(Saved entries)
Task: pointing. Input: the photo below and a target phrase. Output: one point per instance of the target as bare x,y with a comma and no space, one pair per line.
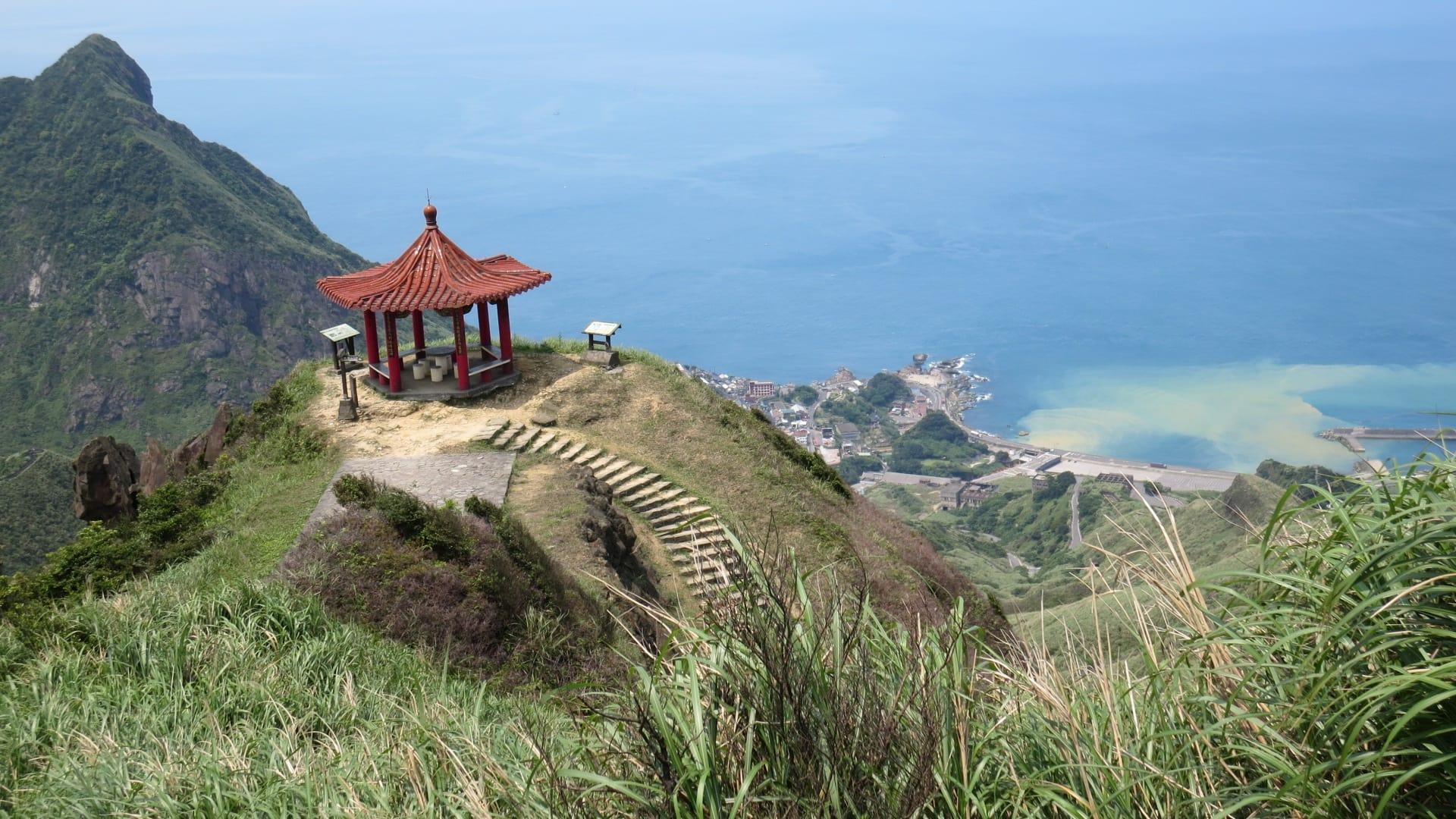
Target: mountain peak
102,57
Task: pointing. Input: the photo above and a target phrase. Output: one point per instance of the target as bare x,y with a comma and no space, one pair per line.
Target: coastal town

◆ **Directions**: If a line of the data holds the string "space", list it.

◆ **Solution to the problem**:
Task: pointing. Input: the photo below and a target phrase. Output: one point per instance of the target as bare x,y with a comma and no space, one pair per line.
Task: pointing. Input: the photo above and a target phrase. Output: one point per instance of the target as bare x,y with a comma and no space, one pair per line.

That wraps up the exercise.